Excerpts from a pointing dataset:
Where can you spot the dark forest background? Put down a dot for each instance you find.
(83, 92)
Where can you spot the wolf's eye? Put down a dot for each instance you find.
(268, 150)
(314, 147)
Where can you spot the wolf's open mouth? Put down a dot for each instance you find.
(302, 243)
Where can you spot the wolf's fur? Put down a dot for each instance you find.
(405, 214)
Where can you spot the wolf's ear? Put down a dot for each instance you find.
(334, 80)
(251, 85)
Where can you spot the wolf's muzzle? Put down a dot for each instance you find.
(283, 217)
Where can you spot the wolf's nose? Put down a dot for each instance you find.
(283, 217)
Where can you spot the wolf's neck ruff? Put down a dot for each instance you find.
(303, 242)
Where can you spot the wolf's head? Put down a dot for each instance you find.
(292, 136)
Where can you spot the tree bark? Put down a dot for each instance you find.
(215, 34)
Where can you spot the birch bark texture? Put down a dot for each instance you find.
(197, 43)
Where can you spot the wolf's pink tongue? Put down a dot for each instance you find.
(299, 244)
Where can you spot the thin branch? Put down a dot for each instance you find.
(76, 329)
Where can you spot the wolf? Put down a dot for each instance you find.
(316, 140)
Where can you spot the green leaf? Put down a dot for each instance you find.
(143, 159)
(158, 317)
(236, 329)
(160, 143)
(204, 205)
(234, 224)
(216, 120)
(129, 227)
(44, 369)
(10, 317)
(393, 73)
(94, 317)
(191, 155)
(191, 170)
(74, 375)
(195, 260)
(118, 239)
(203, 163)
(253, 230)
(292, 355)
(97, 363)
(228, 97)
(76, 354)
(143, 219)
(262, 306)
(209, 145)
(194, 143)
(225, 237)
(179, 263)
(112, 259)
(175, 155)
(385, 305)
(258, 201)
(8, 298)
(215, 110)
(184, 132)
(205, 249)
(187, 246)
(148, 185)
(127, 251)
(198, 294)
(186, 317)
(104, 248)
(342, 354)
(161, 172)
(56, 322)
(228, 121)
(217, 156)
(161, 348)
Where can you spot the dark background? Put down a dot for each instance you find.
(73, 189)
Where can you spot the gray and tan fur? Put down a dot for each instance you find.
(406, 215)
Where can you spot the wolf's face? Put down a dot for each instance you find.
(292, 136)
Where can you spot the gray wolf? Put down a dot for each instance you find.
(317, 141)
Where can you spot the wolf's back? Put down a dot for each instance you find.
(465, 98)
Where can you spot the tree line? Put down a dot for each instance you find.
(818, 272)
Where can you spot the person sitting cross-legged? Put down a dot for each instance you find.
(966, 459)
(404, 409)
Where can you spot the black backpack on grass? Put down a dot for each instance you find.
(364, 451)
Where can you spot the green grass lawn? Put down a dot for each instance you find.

WHAT TO WORK ON
Update the lines above so that each "Put down a dot" becomes "Place a mark", and leave everything else unchanged.

ANSWER TO THIS EXERCISE
Where can you spot the dark forest background? Place a mark for each instance you find.
(83, 92)
Where can you spot the wolf's eye? Place a mark for each instance you find.
(268, 150)
(314, 147)
Where can you spot the wolf's open mouth? Place a mark for each instance you find.
(302, 243)
Where can you spot the wolf's fur? Place a mark for each instance you find.
(405, 214)
Where can you spot the wolf's ear? Place a mark for each instance you find.
(334, 80)
(251, 85)
Where can you spot the wolf's muzzle? Place a mark for each instance you find.
(283, 217)
Where can you spot the wolf's nose? Place a mark for each instance you find.
(283, 217)
Where can you spot the wolf's neck ruff? Place a mark for each instance you find.
(303, 242)
Where can you spot the wolf's head? Place a mark for each instance you find.
(292, 136)
Where can you spot the tree bark? Place a mark for each instance you find.
(215, 34)
Where can you spot the birch bark texture? Place a mark for each instance you find.
(197, 43)
Where can you spot the wolf's pink tongue? Place a mark for each instance you find.
(299, 244)
Where can you spot the thin branch? Place a mark for each instance you find.
(76, 329)
Where can you spot the wolf? Place a mark for each instance you find.
(316, 140)
Where can you spot the green leaf? Place a mark for each instance you find.
(143, 159)
(158, 317)
(236, 329)
(160, 143)
(204, 205)
(234, 224)
(216, 120)
(129, 227)
(44, 369)
(10, 317)
(393, 73)
(94, 317)
(191, 155)
(191, 170)
(74, 375)
(195, 260)
(118, 239)
(203, 163)
(253, 230)
(292, 355)
(97, 363)
(228, 97)
(76, 354)
(143, 219)
(262, 306)
(209, 145)
(194, 143)
(225, 237)
(179, 263)
(112, 259)
(175, 155)
(385, 305)
(258, 201)
(8, 298)
(215, 110)
(184, 132)
(205, 249)
(187, 246)
(148, 185)
(127, 251)
(198, 294)
(186, 317)
(104, 248)
(342, 354)
(161, 172)
(56, 322)
(228, 121)
(217, 156)
(161, 348)
Where can you spot the dark background? Place a mark for each instance you find.
(73, 189)
Where can you spot the gray and tan fur? Place a mark for each instance you find.
(406, 215)
Where can you spot the wolf's face? Place a mark for each instance you find.
(292, 136)
Where can you spot the gray wolf? Place a mark for each instance you find.
(317, 141)
Where can you spot the wolf's back? Place a mark for each instance you find.
(465, 98)
Where can you spot the tree line? Place a mark for each instance you find.
(818, 272)
Where can you spot the person sitting cross-legged? Place a mark for each instance you find.
(966, 459)
(404, 409)
Where can you spot the black backpack on grass? Place a mark for each instance you find.
(364, 451)
Where can you spot the green grass lawn? Place a mark for each instance you find.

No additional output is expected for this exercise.